LATIHAN SINGKAT: Silakan lanjutkan berita tentang kesaksian ahli mengenai UU Ormas di bawah ini, dimulai tepat setelah kalimat terakhirnya.

Sukses

Saksi Ahli: UU Ormas Cederai Kebebasan Berserikat

Terciderainya kebebasan berserikat ini karena pendaftaran ormas harus memberikan Surat Keterangan Terdaftar (SKT) kepada pemerintah terkait.

Undang-Undang Nomor 17 Tahun 2013 tentang Organisasi Kemasyarakatan (UU Ormas) dinilai berlebihan. Karena mengatur pendaftaran bagi organisasi yang tidak berbadan hukum.

Demikian disampiakan Direktur Pusat Studi Hukum dan Kebijakan Eryanto Nugroho, dalam kesaksianya sebagai saksi ahli sidang uji materi Undang-Undang Nomor 17 Tahun 2013 tentang Organisasi Kemasyarakatan yang hari ini, Rabu (20/11/2013) kembali digelar di Mahkamah Konstitusi (MK).

"Rezim pendaftaran ini berlebihan dan justru berpeluang mencederai kebebasan berserikat dan berkumpul dalam penerapannya," kata Eryanto saat memberi keterangannya.

Sebab, jelas Eryanto, pendaftaran itu dilakukan dengan memberikan surat pemberian Surat Keterangan Terdaftar (SKT) dari menteri, gubernur, bupati atau walikota sesuai lingkupnya. Syarat pendaftaran Ormas ini diatur dalam Pasal 16 dan Pasal 18 UU Ormas.

Potensi terciderainya kebebasan berserikat itu, lanjut Eryanto, bukanlah mengada-ada. Sebab, sudah ada beberapa contoh potensi kerancuan dalam pengertian SKT itu. Di mana tanpa SKT tersebut, ormas atau LSM akan dianggap ilegal.

Selain berlebihan, menurut Eryanto, undang-undang yang digugat Pengurus Pusat (PP) Muhammadiyah ini juga berpotensi merusak kebebasan berserikat bagi masyarakat.

Lagi pula, lanjut Eryanto, pengaturan organisasi berbadan hukum sebenarnya sudah cukup dijamin keberadaannya dalam UUD 1945. Menurutnya, kalaupun diperlukan pendaftaran, di berbagai negara civil law atau hukum sipil lainnya. Pendaftaran cukup dilakukan ke pengadilan, sehingga pendekatannya tetap dengan pendekatan hukum.

CUPLIKAN DATA:
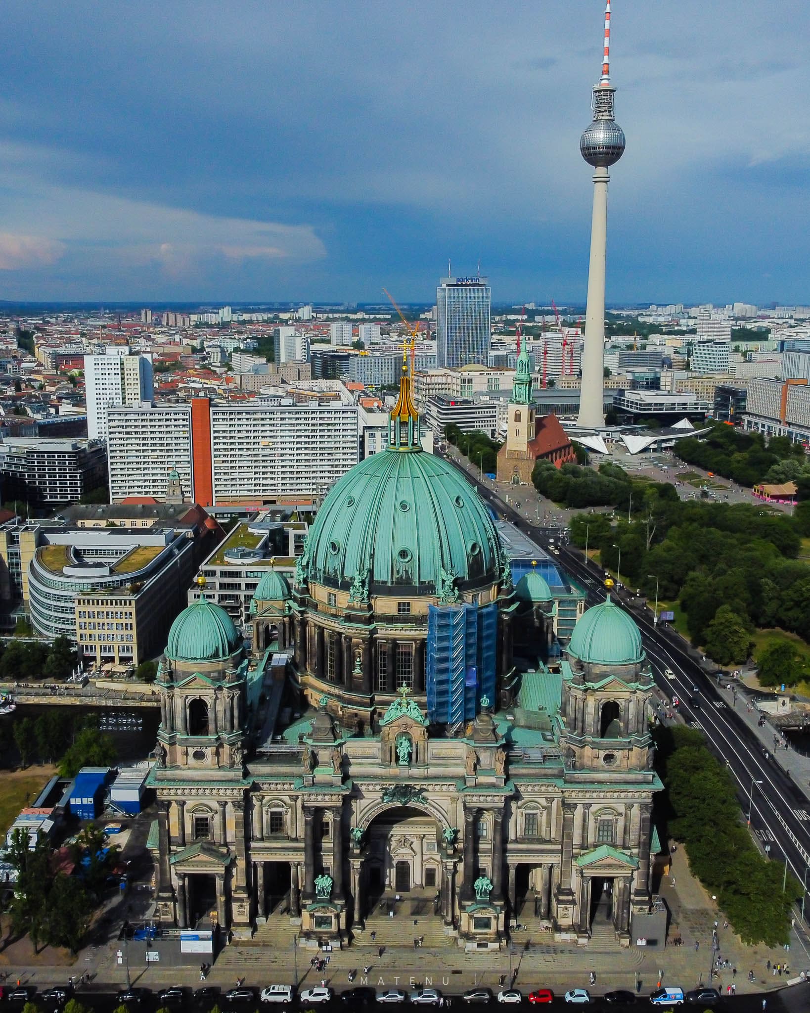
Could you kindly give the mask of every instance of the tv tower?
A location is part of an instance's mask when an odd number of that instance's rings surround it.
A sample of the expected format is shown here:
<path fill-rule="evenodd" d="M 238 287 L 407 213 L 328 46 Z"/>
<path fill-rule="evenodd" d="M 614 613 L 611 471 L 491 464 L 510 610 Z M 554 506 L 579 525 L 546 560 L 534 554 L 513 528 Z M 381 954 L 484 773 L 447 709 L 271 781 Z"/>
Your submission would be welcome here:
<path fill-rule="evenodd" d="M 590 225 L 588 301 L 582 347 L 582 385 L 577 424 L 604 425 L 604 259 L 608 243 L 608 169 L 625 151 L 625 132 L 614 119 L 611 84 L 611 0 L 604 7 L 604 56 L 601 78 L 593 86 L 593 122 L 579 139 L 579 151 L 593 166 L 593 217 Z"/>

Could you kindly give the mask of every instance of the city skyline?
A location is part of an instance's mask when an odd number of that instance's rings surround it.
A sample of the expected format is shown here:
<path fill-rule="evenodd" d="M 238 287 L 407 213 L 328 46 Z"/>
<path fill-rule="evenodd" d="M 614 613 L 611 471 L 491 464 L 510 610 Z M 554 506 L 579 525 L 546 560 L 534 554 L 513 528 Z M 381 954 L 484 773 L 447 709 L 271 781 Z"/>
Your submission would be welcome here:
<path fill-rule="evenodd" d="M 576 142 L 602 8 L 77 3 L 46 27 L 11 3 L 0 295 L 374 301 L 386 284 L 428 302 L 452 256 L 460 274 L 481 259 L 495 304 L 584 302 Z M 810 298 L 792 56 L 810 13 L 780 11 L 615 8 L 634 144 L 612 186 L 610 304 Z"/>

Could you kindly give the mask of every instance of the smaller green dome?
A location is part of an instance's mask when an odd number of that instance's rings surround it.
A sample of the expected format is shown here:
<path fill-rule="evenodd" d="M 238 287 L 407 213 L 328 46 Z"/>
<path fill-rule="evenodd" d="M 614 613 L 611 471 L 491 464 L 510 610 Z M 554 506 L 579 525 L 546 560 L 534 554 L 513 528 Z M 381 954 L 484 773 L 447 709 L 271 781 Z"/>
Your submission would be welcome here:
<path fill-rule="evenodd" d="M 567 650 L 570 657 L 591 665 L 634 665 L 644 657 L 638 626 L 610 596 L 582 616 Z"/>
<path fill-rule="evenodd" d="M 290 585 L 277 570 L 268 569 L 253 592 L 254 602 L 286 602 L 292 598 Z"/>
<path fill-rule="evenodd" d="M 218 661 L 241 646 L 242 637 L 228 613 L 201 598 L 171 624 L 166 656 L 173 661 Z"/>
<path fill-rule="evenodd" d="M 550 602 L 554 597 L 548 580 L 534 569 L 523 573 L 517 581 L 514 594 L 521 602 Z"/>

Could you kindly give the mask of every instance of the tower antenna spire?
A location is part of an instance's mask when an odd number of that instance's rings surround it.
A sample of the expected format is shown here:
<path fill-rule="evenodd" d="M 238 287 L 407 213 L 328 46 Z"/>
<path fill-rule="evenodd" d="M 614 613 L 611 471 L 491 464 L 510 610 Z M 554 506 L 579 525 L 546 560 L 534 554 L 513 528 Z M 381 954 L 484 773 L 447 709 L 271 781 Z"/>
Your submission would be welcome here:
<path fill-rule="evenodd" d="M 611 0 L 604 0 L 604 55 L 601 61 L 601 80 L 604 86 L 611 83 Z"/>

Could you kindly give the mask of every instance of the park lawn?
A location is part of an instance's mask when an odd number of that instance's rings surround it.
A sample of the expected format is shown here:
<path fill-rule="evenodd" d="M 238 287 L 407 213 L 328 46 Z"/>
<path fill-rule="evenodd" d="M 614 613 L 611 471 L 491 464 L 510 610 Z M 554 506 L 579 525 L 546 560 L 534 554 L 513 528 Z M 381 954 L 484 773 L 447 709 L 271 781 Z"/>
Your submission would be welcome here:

JAWABAN LATIHAN:
Masuknya yayasan dalam pengertian ormas, nilai Eryanto, dapat juga menambah kerancuan sehingga dalam praktiknya berdampak besar. Sebab, badan hukum yayasan banyak digunakan rumah sakit, kampus, berbagai lembaga pendidikan, baik kesehatan maupun sosial.

"Adanya undang-undang ormas ini, apakah mereka kemudian menjadi ormas? Akhirnya, organisasi mana yang masuk ormas ditentukan sepihak oleh pemerintah," ujarnya.

Karenanya, ia menyarankan agar DPR dan pemerintah mencabut UU Ormas dan mengembalikan pengaturan kepada kerangka hukum yang benar, yaitu badan hukum yayasan untuk organisasi sosial tanpa anggota dan badan hukum perkumpulan untuk organisasi sosial dengan anggota.

Lebih lanjut, Eryanto melihat, Pasal 10 dan Pasal 11 undang-undang ini terkesan mencampuradukkan pengertian ormas, yakni yang dapat berbadan hukum atau tidak dan yang dapat berbentuk perkumpulan atau yayasan (organisasi sosial). Seakan seluruh bentuk organisasi di bidang sosial (altruisme) juga masuk kategori ormas.

"UU Ormas seolah menempatkan bentuk ormas sebagai payung dari seluruh bentuk organisasi sosial. Padahal, melihat pada sejarah pembentukannya pada tahun 1985, konsep ormas jelas menyasar organisasi dengan basis anggota, bukan yang tanpa anggota," jelas Aryanto.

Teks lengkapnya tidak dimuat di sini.